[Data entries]

((

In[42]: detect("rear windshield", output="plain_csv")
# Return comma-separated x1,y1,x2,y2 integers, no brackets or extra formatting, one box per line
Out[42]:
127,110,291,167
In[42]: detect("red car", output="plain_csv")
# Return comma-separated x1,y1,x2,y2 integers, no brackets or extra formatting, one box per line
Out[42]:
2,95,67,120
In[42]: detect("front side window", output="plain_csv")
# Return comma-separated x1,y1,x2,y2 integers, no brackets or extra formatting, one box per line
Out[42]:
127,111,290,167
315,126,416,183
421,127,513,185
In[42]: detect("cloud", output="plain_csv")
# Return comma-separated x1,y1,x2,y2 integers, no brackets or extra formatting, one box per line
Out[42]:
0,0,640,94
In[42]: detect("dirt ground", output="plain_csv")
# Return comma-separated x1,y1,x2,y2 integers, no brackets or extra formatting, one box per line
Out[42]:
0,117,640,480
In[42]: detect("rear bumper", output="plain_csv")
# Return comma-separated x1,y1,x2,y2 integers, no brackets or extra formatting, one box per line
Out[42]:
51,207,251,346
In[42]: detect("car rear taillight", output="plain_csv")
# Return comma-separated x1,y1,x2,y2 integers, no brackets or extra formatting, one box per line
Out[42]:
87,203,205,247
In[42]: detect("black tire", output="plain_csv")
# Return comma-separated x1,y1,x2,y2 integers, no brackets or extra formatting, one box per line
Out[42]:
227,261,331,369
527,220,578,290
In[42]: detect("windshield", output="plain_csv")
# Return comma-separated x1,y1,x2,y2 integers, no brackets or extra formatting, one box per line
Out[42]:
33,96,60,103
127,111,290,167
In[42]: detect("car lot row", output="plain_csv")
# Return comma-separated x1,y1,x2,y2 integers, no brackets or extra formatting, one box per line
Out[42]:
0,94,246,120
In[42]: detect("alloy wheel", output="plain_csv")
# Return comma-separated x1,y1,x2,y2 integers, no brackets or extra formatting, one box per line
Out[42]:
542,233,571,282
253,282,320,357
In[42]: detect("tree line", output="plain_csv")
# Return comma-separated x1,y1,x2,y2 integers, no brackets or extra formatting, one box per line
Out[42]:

))

What the exercise asks:
How many lines of the items above contain the string "output"? Reply with the number alone.

Answer to this problem:
12